MATERIAL FOR THIS EXERCISE —

• • • • •

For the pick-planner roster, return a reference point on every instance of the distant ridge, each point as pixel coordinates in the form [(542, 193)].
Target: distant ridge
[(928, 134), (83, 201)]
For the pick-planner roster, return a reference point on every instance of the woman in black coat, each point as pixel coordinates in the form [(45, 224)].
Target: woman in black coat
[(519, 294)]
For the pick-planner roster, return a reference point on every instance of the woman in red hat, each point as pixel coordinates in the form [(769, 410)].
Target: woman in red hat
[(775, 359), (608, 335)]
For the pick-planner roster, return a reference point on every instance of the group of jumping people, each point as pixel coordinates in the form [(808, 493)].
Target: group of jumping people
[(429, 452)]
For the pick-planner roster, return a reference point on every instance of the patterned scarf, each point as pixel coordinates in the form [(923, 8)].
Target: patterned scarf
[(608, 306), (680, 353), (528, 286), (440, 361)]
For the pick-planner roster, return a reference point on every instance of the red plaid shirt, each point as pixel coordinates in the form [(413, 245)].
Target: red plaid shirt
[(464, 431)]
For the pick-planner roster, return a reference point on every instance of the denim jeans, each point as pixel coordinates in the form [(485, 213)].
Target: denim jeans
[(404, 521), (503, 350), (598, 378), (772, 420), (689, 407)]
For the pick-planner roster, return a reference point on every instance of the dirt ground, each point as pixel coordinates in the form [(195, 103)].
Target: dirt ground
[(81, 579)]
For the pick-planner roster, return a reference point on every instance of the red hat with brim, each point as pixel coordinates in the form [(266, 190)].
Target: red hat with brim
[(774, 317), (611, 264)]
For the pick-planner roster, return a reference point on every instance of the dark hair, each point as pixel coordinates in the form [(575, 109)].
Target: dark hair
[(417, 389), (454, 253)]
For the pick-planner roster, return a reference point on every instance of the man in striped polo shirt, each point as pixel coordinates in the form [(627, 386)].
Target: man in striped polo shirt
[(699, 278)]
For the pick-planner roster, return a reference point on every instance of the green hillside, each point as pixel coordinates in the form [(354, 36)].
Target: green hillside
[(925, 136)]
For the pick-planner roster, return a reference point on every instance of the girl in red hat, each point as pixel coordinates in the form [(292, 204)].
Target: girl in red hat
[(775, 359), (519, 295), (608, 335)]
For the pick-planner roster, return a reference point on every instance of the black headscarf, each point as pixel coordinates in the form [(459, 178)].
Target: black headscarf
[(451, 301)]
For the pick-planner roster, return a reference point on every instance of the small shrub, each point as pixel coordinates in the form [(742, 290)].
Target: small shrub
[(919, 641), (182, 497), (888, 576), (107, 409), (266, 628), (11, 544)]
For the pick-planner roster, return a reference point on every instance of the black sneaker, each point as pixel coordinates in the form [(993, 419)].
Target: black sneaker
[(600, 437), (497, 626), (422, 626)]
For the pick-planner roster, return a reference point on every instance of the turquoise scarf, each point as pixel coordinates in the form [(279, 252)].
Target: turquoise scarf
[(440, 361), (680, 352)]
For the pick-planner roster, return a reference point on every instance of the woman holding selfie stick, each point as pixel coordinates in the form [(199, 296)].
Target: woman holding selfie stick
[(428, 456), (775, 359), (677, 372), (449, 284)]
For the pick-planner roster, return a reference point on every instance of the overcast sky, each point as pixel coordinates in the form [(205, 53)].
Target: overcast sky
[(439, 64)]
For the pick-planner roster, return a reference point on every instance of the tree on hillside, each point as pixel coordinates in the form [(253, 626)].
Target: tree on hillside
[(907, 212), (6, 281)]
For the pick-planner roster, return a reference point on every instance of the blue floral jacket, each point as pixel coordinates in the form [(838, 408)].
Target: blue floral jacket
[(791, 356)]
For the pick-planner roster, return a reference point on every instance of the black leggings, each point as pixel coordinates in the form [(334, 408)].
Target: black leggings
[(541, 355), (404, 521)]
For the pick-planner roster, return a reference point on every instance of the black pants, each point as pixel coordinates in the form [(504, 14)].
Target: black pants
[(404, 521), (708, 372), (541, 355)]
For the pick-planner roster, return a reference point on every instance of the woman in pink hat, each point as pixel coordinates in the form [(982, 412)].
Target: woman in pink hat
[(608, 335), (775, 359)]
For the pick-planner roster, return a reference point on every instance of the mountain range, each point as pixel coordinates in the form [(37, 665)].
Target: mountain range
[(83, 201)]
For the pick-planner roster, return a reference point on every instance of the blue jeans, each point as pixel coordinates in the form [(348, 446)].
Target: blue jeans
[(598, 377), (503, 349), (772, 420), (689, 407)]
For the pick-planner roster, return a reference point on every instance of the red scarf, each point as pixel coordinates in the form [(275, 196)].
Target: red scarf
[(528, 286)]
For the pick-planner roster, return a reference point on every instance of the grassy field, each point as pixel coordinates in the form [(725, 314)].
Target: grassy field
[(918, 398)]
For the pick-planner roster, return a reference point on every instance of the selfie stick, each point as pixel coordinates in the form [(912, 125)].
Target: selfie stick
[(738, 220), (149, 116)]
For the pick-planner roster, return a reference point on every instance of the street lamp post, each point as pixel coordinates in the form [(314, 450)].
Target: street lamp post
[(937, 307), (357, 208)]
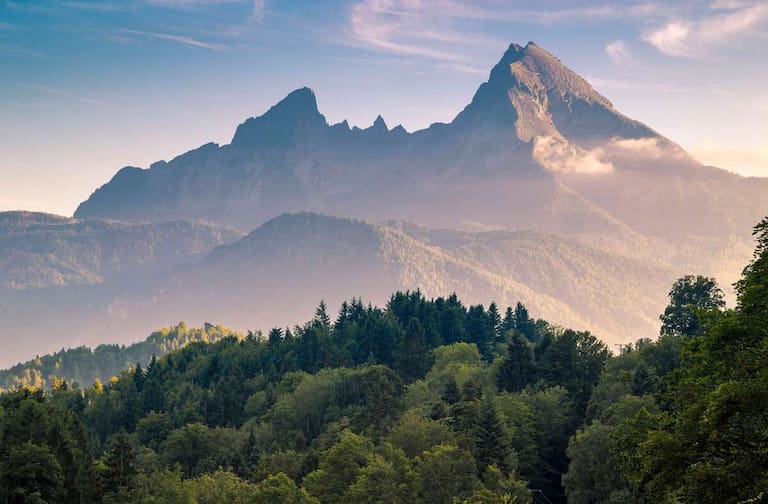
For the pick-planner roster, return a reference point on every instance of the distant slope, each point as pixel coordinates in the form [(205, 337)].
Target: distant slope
[(43, 250), (279, 272), (613, 292), (64, 282), (85, 365), (536, 148)]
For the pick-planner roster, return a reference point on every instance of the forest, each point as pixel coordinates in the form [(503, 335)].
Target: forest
[(421, 401)]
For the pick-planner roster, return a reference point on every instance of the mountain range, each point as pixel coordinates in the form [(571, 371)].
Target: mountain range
[(538, 191)]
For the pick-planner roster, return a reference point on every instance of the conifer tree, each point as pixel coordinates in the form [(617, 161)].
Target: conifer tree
[(517, 369), (491, 442)]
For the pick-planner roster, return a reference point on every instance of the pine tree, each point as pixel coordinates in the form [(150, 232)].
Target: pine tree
[(275, 336), (451, 394), (509, 321), (524, 324), (495, 318), (491, 441), (517, 369), (120, 462), (321, 316)]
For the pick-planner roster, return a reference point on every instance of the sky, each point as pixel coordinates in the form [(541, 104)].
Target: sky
[(87, 87)]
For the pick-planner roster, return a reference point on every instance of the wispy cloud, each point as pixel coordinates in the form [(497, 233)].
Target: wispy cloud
[(21, 51), (409, 27), (619, 52), (42, 88), (607, 83), (560, 156), (725, 23), (257, 13), (100, 6), (443, 29), (180, 39)]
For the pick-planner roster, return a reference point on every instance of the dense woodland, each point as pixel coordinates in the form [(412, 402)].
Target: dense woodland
[(86, 365), (422, 401)]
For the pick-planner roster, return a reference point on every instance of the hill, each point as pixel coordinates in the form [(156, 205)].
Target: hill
[(536, 148), (85, 366), (64, 282), (307, 257)]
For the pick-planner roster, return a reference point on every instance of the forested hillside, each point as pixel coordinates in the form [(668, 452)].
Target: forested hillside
[(85, 366), (421, 401)]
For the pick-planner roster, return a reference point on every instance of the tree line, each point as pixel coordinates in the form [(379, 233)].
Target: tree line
[(425, 401)]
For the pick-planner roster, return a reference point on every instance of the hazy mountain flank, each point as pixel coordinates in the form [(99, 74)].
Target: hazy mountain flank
[(539, 191)]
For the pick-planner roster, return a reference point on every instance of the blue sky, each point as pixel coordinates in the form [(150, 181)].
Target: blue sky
[(87, 87)]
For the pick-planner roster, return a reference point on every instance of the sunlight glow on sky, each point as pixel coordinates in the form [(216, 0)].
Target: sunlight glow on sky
[(87, 87)]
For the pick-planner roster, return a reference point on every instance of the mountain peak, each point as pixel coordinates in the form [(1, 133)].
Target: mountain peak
[(299, 100), (297, 112), (379, 125), (532, 93)]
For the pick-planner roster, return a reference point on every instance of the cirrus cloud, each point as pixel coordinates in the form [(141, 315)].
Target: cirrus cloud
[(726, 23)]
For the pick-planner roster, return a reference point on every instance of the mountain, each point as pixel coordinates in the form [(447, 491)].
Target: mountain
[(537, 148), (278, 273), (84, 365), (538, 190), (63, 281)]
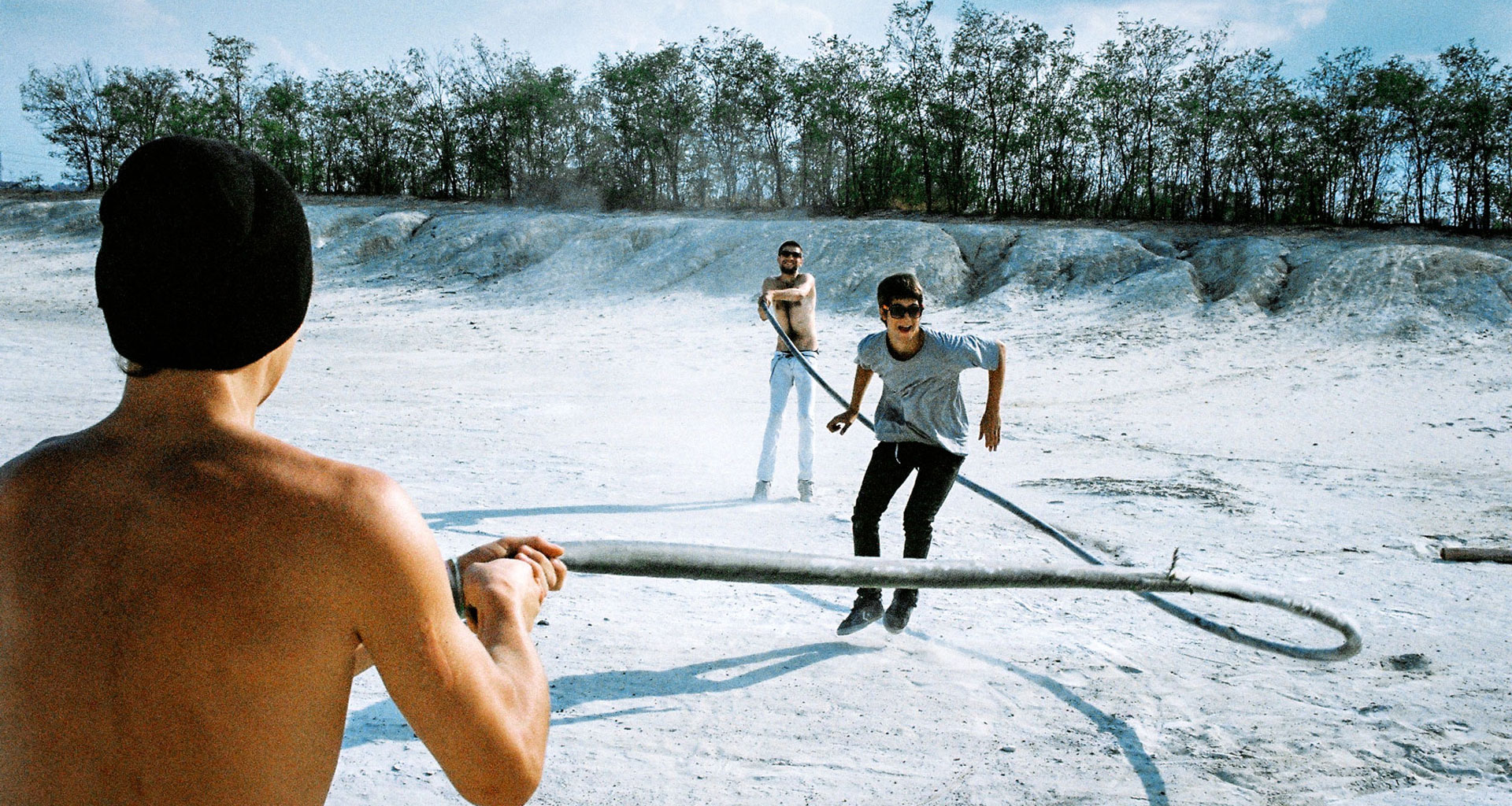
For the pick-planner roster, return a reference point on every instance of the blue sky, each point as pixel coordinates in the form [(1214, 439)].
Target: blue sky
[(307, 38)]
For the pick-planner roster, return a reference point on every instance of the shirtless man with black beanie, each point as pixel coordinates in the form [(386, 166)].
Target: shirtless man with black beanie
[(183, 599)]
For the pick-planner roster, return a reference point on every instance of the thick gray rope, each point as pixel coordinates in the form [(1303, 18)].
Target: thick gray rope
[(731, 564), (1349, 648)]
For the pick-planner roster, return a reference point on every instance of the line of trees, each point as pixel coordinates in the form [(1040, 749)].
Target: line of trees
[(1006, 120)]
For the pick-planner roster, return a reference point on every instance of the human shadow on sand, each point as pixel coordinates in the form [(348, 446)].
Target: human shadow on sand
[(687, 679), (383, 722), (1125, 737), (378, 722), (472, 518)]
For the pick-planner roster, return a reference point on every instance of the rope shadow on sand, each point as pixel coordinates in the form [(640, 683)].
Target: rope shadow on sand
[(472, 518), (383, 722), (687, 679), (1125, 737)]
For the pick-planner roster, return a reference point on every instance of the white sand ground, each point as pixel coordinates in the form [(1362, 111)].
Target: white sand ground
[(1285, 451)]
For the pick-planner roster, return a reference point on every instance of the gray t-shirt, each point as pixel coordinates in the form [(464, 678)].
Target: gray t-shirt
[(925, 390)]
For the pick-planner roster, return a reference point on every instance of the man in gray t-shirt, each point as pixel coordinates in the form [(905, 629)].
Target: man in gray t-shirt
[(921, 425)]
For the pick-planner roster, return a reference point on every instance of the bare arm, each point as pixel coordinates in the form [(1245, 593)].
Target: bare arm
[(480, 704), (843, 421), (770, 292), (992, 418)]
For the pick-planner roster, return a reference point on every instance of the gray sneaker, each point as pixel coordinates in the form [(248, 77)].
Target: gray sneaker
[(864, 613)]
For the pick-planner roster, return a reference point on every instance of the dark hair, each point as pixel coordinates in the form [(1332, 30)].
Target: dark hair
[(900, 287)]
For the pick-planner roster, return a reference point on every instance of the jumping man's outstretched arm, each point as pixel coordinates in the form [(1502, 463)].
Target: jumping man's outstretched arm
[(992, 420), (843, 421)]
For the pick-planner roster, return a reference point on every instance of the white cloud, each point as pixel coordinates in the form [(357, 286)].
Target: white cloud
[(135, 13), (1252, 23)]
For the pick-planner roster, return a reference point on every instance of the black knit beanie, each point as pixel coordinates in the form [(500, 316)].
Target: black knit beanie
[(205, 259)]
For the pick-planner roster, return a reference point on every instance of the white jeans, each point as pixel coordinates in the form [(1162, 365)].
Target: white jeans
[(788, 372)]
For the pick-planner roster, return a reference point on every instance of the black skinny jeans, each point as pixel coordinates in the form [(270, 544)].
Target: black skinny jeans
[(891, 463)]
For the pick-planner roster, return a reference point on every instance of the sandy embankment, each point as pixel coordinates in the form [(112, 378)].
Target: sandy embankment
[(1313, 412)]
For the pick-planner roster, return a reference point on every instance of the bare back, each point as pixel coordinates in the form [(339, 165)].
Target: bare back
[(797, 316), (172, 622)]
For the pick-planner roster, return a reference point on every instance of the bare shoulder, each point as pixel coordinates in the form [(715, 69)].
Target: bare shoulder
[(44, 464), (359, 502)]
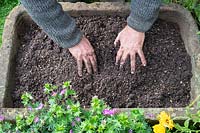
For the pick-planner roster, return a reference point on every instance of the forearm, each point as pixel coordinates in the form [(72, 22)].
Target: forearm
[(143, 14), (49, 15)]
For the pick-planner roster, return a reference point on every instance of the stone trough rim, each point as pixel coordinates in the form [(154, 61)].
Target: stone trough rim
[(9, 28)]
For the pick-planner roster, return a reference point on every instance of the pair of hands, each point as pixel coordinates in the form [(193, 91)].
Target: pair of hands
[(131, 43)]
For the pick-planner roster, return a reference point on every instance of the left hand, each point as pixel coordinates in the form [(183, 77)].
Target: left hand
[(131, 43)]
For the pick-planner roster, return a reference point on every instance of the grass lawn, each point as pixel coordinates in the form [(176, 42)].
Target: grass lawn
[(5, 7)]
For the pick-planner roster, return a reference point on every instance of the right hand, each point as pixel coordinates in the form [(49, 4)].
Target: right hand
[(83, 52)]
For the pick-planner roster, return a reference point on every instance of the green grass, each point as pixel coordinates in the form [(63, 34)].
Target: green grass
[(5, 7)]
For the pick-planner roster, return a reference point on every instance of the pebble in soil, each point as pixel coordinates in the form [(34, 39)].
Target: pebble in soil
[(164, 82)]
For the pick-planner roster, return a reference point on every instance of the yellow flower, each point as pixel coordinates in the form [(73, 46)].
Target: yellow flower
[(165, 120), (158, 128)]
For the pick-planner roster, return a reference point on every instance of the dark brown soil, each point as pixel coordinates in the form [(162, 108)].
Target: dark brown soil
[(164, 82)]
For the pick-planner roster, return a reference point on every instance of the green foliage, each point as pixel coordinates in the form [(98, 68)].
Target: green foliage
[(192, 122), (63, 113), (192, 5), (5, 7)]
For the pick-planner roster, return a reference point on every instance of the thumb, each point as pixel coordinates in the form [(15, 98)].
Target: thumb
[(117, 40)]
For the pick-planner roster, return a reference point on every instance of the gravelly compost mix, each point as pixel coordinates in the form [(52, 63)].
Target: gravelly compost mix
[(164, 82)]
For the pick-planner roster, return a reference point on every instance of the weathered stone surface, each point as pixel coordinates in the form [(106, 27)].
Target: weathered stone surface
[(174, 13)]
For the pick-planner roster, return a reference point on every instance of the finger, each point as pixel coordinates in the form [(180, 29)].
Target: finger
[(123, 59), (80, 65), (87, 64), (142, 57), (132, 58), (117, 40), (94, 63), (119, 55)]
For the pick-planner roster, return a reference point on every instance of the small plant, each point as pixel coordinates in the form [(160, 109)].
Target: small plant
[(165, 123), (62, 113), (192, 120)]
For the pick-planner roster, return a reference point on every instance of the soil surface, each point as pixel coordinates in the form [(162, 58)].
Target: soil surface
[(164, 82)]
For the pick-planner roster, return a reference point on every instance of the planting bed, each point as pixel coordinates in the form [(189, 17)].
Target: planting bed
[(164, 82)]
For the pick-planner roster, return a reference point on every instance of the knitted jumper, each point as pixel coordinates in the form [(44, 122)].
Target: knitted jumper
[(49, 15)]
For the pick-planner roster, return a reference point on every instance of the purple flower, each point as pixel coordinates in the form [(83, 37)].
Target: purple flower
[(73, 123), (54, 94), (103, 122), (109, 111), (40, 106), (2, 118), (68, 107), (63, 92), (78, 119), (36, 120), (150, 115), (30, 108)]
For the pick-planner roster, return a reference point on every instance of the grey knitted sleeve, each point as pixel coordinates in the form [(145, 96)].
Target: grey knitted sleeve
[(49, 15), (143, 14)]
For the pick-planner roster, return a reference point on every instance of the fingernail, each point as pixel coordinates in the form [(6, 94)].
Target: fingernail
[(121, 66)]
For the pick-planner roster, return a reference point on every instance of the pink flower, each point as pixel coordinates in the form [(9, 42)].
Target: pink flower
[(30, 108), (63, 92), (36, 120), (109, 111), (54, 94), (78, 119), (40, 106), (1, 118), (130, 131)]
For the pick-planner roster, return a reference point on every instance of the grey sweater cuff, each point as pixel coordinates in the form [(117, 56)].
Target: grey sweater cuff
[(49, 15), (143, 14)]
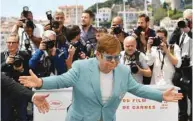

• • • • •

Repeat the data word for word, from the line containing "form [(253, 626)]." through the line containing "[(598, 377), (503, 349), (772, 420), (689, 407)]", including both of those lines.

For the pick-planner roster, return a reference point on every instance of the tree on hillside, each point as pixel coordinates in the form [(253, 626)].
Target: tree on hillside
[(907, 212), (6, 281)]
For the pick-planner roster, return a reference point on every instance of the blue floral jacket, each point as pixel coordinates in the form [(838, 408)].
Target: blue floral jacket
[(791, 356)]
For the pick-planner roster, return a reference point on every instance of the black leggings, each point as pixel coordinates in the form [(334, 408)].
Target: black leggings
[(541, 355), (404, 521)]
For the pick-planner roster, return a reference point on every instance of the black pants, each point as pixel coordinates in the form [(504, 14)].
Target: black pants
[(404, 521), (708, 372), (541, 355)]
For the pick-planner roster, return a reference point on every instance of the woman in pink hat, each point as pixel coordinates in the form [(982, 412)].
Target: woman in pink hat
[(608, 335), (775, 359)]
For the pick-planner roster, return a reference point on every instance of the mountain range, each point as pixel coordinates in the form [(37, 665)].
Target: mountain range
[(83, 201)]
For the pick-planner roster, return a reference point on every instance of the blue jeans, each point as pixel coordinates in the form [(348, 446)].
Target: blue jeans
[(598, 377), (503, 349), (772, 420), (689, 407)]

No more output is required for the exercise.